## Directive
Pick out every line of the records below that contains the string "window", treating uppercase and lowercase as different.

** start Extracted data **

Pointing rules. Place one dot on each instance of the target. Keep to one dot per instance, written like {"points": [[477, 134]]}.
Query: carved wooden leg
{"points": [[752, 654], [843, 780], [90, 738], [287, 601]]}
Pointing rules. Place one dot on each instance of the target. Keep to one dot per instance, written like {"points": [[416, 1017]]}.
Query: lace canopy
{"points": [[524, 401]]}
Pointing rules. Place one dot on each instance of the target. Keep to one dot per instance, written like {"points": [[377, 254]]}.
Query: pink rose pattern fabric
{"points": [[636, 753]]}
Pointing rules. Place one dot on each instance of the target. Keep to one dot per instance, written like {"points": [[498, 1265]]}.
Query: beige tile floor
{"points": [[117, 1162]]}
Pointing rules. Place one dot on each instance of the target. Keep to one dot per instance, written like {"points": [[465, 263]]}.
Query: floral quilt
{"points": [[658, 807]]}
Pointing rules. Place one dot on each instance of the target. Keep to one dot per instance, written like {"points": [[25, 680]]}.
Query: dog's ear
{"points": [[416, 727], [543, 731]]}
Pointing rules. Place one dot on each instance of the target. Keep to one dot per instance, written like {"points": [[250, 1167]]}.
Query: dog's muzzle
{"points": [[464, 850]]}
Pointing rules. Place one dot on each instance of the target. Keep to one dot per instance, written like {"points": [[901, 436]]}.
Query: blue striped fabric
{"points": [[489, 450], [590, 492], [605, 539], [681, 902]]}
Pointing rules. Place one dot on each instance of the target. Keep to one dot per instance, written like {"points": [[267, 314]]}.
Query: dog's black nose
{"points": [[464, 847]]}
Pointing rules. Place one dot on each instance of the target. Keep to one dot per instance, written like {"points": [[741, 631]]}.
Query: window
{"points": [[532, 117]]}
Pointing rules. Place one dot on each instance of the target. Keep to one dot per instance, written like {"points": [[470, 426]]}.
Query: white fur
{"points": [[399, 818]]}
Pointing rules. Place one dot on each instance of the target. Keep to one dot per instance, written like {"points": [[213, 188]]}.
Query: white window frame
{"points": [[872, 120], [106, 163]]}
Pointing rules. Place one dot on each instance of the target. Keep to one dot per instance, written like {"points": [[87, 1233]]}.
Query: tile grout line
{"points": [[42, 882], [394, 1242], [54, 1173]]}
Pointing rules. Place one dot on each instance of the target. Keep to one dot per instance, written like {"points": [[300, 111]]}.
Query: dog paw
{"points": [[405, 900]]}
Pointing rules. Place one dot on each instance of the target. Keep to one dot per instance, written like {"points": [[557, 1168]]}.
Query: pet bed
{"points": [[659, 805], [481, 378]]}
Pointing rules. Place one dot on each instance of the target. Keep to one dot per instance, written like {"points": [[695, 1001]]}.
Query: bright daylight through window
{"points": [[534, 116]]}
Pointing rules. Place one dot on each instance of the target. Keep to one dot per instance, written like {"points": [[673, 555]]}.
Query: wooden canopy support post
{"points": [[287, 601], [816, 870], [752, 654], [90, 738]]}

** end Extracted data **

## Answer to the task
Query: window
Query: white window frame
Query: bright daylight through window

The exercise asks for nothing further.